======== Excerpted passage
By Jeremy Lott on 9.24.03 @ 12:02AM
Just when you thought California couldn't get any weirder…
Oy. The full ninth circuit has now reversed the ruling of three
of its more creative members and allowed the October 7 statewide
California recall election to proceed as scheduled. Punch card
voting, it turns out, is not a violation of civil rights. This came
as a relief to the hundreds of thousands of voters who had already
cast absentee ballots.
And, if we needed any evidence that the three ring circus had
resumed, Darrell Issa, bankroller of the recall campaign, has now
come out against his own effort, unless one of the two
Republicans does the gentlemanly thing and fall on his own sword.
In the current divided field, the election of hated lieutenant
governor Cruz "what Chicano
activists?" Bustamante is a real possibility.
But the choice of who should go is almost Solomonic in its
complexity. As Matt
Welch, associate editor of the Los Angeles-based
Reason magazine, observed yesterday, this election is
functionally a part of the local Republican civil war that has
raged since the primaries of 2002, when both the local Democrats
and the national GOP wouldn't butt out and let the local elephants
make up their own minds. The Bush-backed establishmentarian Richard
Riordan was trounced by the conservative political neophyte Bill
Simon, who then went on to narrowly lose to Davis in the general.
Massive recriminations followed.
Welch frames both megastar Arnold Schwarzenegger and state
senator Tom McClintock as good representatives of the two state GOP
factions -- call them country clubbers and cavemen. He believes
that the balance may be shifting toward the Neanderthal this time
around: "You have one candidate who's completely frivolous --
gangbangs, pot, God knows what. And you have one candidate who has
horrendously specific knowledge of the issue at hand, which is the
budget crisis."
================
Exercise aim:
Continue the commentary on the California recall election, starting right after its last sentence.
======== Source data
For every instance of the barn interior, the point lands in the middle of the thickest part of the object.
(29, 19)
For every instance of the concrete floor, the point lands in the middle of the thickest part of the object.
================
Result for this task:
Nor, with two weeks left to go, does Welch see an easy solution
to the current impasse. Both Arnie and McClintock think, with the
other guy eliminated from the race, he could win, and their
constituencies may prove unwilling to follow their candidate's
advice if he drops out at the eleventh hour. The situation is not
unlike a high stakes game of chicken in which neither side has any
intention of swerving, and the results may be just as ugly.
Bruce Bialosky, southern California chairman of the Republican
Jewish Coalition, confidently predicts "Gray Davis is going to lose
and a Republican is going to be elected. … You can just smell
it." But his olfactory sense must be more acute than most. In
truth, there are all kinds of scents wafting through the warm
southern California air: conflicting polls, lawsuits, scandals
primed to explode, an unpredictable media that suddenly has to
cover statewide politics, a legislative process that has broken
down, independent voters who aren't yet sure just what they're
going to do. In this carnival-like atmosphere, events can make a
hash of forecasts overnight, or even over a short lunch.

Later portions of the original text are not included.